■ **PERMINTAAN TERTULIS A**: Sebutkan semua nama organisasi yang muncul dalam kutipan tentang memori media dan Soeharto.
■ **PERMINTAAN TERTULIS B**: Daftarkan setiap baris catatan yang memuat kata "white".

Meski memori media telah menempatkan Soeharto dalam dua peran besar,
historiografi G30S tentang konflik internal Angkatan Darat tidak muncul secara
eksplisit di dalam memori media. Di sini terjadi kontradiksi memori media.
Media daring ternyata tidak selalu menghadirkan memori kolektif yang lengkap
dan beragam.
Pemunculan
CIA dan PKI sebagai dalang G30S cukup aman bagi kepentingan media. Menghadirkan
Soeharto secara eksplisit sebagai dalang G30S akan membuat partai kuat
pendukung Soeharto seperti Gerindra dan Golkar bereaksi keras. Begitu pula jika
menghadirkan memori konflik internal tentara.
Menyikapi
keadaan ini, memori media kemudian menyentuh kepentingan lain, yaitu isu
pelanggaran Hak Asasi Manusia sekitar Peristiwa 1965. Di sinilah memori media
kembali menghadirkan sosok Soeharto sebagai orang paling bertanggung jawab.

■ **DATA YANG DITAMPILKAN**:
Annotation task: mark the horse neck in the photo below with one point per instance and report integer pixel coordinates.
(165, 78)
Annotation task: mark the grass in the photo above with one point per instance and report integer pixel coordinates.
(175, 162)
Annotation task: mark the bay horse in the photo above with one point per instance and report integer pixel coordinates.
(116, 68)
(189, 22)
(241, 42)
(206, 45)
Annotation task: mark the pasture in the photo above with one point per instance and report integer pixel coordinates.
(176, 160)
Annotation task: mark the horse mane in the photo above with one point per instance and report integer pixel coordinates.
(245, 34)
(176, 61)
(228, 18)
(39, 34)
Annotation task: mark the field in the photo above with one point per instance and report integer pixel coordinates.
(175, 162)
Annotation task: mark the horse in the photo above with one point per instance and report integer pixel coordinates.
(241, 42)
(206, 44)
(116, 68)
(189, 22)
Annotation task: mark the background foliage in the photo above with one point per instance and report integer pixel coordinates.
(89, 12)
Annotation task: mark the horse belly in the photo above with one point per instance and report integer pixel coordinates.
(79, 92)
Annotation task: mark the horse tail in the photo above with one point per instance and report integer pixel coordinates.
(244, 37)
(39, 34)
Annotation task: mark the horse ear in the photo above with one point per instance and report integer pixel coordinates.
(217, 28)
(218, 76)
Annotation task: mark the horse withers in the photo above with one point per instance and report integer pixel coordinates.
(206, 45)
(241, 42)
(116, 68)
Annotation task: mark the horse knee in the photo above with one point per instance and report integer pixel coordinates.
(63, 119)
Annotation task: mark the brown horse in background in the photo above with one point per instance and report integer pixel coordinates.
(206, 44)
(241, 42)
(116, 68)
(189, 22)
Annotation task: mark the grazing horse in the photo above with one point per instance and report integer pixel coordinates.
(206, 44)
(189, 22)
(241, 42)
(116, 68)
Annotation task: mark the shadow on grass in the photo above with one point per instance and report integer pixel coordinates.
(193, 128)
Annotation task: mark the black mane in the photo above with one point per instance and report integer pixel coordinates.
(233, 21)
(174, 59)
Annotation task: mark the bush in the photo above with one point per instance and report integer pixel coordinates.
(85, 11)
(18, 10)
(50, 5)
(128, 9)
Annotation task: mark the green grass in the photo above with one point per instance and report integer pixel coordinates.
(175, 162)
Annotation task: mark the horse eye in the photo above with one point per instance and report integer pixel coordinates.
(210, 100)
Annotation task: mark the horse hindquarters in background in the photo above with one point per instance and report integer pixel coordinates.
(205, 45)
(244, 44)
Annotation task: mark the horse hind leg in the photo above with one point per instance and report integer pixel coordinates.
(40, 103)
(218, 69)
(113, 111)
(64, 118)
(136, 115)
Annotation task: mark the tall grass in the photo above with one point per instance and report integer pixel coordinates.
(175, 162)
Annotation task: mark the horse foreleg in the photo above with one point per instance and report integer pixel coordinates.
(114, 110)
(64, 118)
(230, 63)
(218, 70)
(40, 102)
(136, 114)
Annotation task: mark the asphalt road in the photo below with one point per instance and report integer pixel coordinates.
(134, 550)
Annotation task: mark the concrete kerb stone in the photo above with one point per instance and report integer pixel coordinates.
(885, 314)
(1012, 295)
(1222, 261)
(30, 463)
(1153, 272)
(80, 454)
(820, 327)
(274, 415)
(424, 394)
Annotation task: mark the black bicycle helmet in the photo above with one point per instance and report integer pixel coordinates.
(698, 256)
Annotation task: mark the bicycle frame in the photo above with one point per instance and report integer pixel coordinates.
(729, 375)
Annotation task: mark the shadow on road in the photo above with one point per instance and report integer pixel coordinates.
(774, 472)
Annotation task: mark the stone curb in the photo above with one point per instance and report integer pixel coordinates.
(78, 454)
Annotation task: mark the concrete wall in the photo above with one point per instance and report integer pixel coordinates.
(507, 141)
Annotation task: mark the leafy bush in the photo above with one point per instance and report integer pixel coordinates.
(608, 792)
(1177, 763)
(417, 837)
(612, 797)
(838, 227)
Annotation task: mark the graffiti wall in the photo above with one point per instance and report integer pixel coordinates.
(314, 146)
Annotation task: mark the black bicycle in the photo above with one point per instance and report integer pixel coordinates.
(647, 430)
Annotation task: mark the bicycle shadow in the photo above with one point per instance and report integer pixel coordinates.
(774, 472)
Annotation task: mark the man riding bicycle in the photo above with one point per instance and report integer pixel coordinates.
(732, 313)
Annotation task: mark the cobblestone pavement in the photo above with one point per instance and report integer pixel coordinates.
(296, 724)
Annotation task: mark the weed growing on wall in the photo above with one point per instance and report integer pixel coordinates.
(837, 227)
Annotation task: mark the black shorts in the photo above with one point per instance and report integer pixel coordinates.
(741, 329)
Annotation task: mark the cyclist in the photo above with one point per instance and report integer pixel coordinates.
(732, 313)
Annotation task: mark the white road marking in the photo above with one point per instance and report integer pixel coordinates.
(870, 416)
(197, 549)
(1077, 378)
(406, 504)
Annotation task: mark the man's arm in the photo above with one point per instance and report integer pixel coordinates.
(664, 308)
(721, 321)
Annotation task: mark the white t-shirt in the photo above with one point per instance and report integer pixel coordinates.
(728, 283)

■ **HASIL LATIHAN A**: Angkatan Darat, CIA, PKI, Gerindra, Golkar

■ **HASIL LATIHAN B**:
Annotation task: mark the white road marking in the photo above with one point per instance and report integer pixel coordinates.
Annotation task: mark the white t-shirt in the photo above with one point per instance and report integer pixel coordinates.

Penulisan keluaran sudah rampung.